**EXTRACT**:
- - - - -
Tue. Sep 2nd, 2025

Scarborough isn’t short on two things: ocean views and Pilates studios. Every third shopfront is a reformer-bed wonderland, and every second Instagram follower is a newly minted PT. There are a jaw-dropping 37 Pilates studios within 5km of my house. This isn’t just a fitness trend, it’s Perth’s final plague: the Pilates Princess pandemic.

Working at a café and living in the heart of Perth’s western suburbs, I’ve had a front-row seat to the outbreak. Every walk with my dog takes me past another sleek, pastel-painted studio. My Instagram feed is a relentless carousel of friends launching instructor accounts, glossy grand-opening announcements, and Gen Z customers gushing about their latest “burn.” Just yesterday, I got a follow request from sophdoespilates, a friend’s new page dedicated to documenting her latest fitness fixation. Even my workmates drop “core engagement” into casual morning chats like it’s small talk.

But Pilates in Scarborough isn’t just exercise, it’s a socially coded performance. On Instagram and TikTok, the reformer isn’t a machine; it’s a stage. Wellness has been commodified and aestheticised to the point of parody. It’s less about building muscle and more about crafting a personal brand dripping with curated self-improvement and performative wellness. Think $150 matching activewear, $300-a-month memberships, and collagen-laced coffees, it’s wellness sold as an elite subscription, not a lifestyle.
- - - - -
**DATA EXTRACTS**:
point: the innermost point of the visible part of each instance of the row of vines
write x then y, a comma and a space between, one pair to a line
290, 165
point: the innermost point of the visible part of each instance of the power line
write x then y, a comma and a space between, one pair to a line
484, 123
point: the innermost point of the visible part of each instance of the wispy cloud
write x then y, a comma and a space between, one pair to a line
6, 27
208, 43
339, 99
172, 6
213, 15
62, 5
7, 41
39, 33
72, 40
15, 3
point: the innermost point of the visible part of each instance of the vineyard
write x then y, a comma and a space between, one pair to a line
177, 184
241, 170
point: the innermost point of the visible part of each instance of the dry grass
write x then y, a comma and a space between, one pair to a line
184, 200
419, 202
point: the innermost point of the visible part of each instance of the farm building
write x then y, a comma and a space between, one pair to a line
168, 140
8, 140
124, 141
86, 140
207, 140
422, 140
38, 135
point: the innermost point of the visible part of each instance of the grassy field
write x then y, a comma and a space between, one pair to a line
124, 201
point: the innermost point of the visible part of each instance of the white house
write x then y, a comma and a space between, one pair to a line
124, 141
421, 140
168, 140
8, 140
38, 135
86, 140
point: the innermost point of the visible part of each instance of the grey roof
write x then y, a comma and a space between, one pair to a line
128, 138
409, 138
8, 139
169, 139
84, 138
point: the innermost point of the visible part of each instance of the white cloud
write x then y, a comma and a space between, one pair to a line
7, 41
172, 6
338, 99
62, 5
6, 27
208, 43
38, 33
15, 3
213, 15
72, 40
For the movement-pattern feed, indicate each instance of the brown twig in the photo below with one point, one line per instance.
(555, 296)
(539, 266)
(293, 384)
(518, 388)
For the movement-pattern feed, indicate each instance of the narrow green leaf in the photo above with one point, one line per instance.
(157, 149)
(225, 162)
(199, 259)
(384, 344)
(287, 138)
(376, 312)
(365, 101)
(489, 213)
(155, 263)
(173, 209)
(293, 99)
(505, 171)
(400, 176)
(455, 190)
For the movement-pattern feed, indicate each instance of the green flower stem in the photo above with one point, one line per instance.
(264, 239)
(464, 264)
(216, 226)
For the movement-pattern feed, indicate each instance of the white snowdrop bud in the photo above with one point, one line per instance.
- - - - -
**LIST OF TASKS**:
[a] Answer each question from the Pilates piece. Put each question on its own line.
(i) How many Pilates studios are within 5km of the writer's house?
(ii) From which account did the writer get a follow request yesterday?
(iii) What monthly membership price does the writer mention?
[b] According to the Pilates piece, why has the writer had "a front-row seat to the outbreak"? Answer in one to three sentences.
[c] Copy the Pilates piece word for word, starting at "Working at a" and ending at "it’s small talk.".

**TASK ANSWERS**:
[a]
(i) 37
(ii) sophdoespilates
(iii) $300 a month

[b] The writer works at a café and lives in the heart of Perth's western suburbs. Every walk with the dog passes another studio. The writer's Instagram feed is also full of friends launching instructor accounts, grand-opening announcements and customers praising their workouts.

[c]
Working at a café and living in the heart of Perth’s western suburbs, I’ve had a front-row seat to the outbreak. Every walk with my dog takes me past another sleek, pastel-painted studio. My Instagram feed is a relentless carousel of friends launching instructor accounts, glossy grand-opening announcements, and Gen Z customers gushing about their latest “burn.” Just yesterday, I got a follow request from sophdoespilates, a friend’s new page dedicated to documenting her latest fitness fixation. Even my workmates drop “core engagement” into casual morning chats like it’s small talk.